Prompt: Please find every row below that contains the string "locate" and copy each of those rows out in full.

Location annotation dataset excerpts:
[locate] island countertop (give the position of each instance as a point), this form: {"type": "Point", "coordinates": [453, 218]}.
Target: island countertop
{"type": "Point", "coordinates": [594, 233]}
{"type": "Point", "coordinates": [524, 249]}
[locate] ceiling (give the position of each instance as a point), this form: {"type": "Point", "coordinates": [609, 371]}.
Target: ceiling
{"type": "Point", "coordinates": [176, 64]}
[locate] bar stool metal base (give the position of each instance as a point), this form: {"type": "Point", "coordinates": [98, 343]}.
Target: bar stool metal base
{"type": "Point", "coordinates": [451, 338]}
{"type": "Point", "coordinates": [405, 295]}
* * *
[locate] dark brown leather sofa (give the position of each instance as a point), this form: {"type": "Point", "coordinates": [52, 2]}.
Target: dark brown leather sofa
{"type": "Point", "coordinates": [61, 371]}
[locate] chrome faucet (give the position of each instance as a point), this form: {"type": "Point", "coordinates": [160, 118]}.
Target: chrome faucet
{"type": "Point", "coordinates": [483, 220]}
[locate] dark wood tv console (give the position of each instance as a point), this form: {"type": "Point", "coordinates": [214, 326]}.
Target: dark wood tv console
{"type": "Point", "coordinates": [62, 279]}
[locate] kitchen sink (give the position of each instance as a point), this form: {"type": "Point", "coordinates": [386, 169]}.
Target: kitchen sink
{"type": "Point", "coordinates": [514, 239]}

Exercise solution:
[locate] island countertop (give the position of each instance as a point), this form: {"type": "Point", "coordinates": [453, 218]}.
[locate] ceiling (give the position of each instance as a point), this form: {"type": "Point", "coordinates": [609, 371]}.
[locate] bar stool metal base (give the position of each instance as a point), this form: {"type": "Point", "coordinates": [98, 343]}.
[locate] dark brown leather sofa (give the position of each instance as a point), this form: {"type": "Point", "coordinates": [52, 2]}.
[locate] chrome faucet (give the position of each instance as a point), this form: {"type": "Point", "coordinates": [160, 118]}.
[locate] dark wood tv console (give the position of each instance as a point), this form: {"type": "Point", "coordinates": [214, 326]}.
[locate] kitchen sink (give the position of each instance as a point), this form: {"type": "Point", "coordinates": [386, 169]}.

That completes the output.